(Provided records):
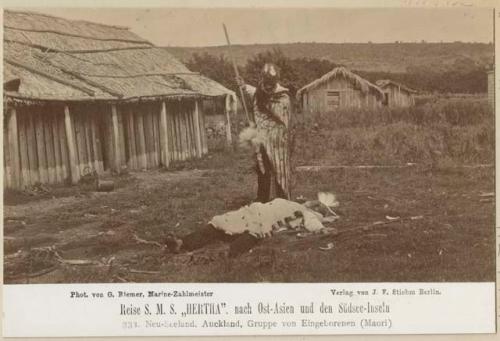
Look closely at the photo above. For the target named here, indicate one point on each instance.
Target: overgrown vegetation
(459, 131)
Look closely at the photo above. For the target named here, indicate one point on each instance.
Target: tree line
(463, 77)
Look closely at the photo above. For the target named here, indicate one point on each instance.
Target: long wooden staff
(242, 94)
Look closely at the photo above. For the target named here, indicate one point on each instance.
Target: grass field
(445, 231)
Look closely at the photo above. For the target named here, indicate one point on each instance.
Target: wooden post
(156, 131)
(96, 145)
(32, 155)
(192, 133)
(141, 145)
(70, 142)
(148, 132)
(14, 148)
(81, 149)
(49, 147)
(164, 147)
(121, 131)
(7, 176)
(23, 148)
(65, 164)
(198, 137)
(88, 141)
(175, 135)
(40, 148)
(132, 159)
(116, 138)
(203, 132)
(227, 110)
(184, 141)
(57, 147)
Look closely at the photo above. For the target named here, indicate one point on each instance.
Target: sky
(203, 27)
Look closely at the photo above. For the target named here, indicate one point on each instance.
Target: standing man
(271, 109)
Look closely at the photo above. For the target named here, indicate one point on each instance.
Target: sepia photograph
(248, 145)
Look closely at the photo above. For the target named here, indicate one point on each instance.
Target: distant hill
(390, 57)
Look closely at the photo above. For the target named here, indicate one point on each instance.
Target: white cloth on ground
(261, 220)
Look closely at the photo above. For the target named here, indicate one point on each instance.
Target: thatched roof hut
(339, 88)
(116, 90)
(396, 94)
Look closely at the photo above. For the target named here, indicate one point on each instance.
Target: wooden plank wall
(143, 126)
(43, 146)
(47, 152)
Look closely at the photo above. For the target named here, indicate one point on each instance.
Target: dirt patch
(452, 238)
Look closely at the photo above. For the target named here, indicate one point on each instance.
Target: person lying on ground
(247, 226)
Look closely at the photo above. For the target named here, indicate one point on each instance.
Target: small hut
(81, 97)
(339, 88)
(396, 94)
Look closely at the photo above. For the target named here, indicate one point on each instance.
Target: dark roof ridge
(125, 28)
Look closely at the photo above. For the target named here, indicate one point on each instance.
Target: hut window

(Your objective):
Make a word-for-word copy of the entries, without any pictures.

(Written response):
Look closely at the photo above. For the target named here, indicate one point on each instance.
Target: overgrown vegetation
(459, 131)
Look closely at the photo above. For the target named here, indicate one point on each instance.
Target: tree line
(463, 77)
Look closely at the photo above. For the target named here, indicate one point on each instance.
Target: long wooden staff
(242, 94)
Look closely at the photo above. For the target named here, indicate one point on each instance.
Target: grass field
(445, 231)
Look closely at the photo above. For the target named here, indicate one point on each instance.
Target: wooden post
(156, 131)
(96, 145)
(32, 155)
(192, 133)
(141, 145)
(70, 142)
(148, 132)
(14, 148)
(81, 149)
(49, 147)
(164, 147)
(121, 131)
(7, 176)
(23, 148)
(65, 164)
(198, 137)
(88, 141)
(175, 135)
(40, 148)
(132, 159)
(116, 138)
(203, 132)
(227, 110)
(184, 141)
(57, 147)
Look closely at the photo above. For the target named here, indicate one point on each instance.
Target: sky
(203, 27)
Look closely at the photo above. For the target named here, indicate one point on each instance.
Target: standing man
(271, 109)
Look closely at the photo above. For the target named here, indicate one point on each instance.
Target: sepia photograph
(248, 145)
Look closely at the photo above. For the target named here, indicate one point on each instance.
Target: distant hill
(390, 57)
Look closely at the photo above. For the target named here, indicate one point on each instance.
Target: white cloth on ground
(261, 220)
Look closely at the photo above. For the target named here, indicate one point on each instance.
Target: thatched roof hut
(339, 88)
(116, 90)
(396, 94)
Look closely at the photo above. For the target named here, indicate one point on each instance.
Target: wooden plank wall
(143, 126)
(43, 146)
(47, 152)
Look closely at the photo above. For the target named here, indicate one point on each instance.
Target: dirt patch
(452, 238)
Look closely at the photo above. For the target named here, indicate one point on each instance.
Target: person lying on ground
(247, 226)
Look closely at the photo above. For the target named here, indicate one point on each instance.
Target: small hut
(81, 97)
(339, 88)
(396, 94)
Look closely at the photo above. For the target named here, indicate one point on each instance.
Target: dark roof ridge
(125, 28)
Look closely at the photo above. For the target named here, indicate one point on each instance.
Target: hut window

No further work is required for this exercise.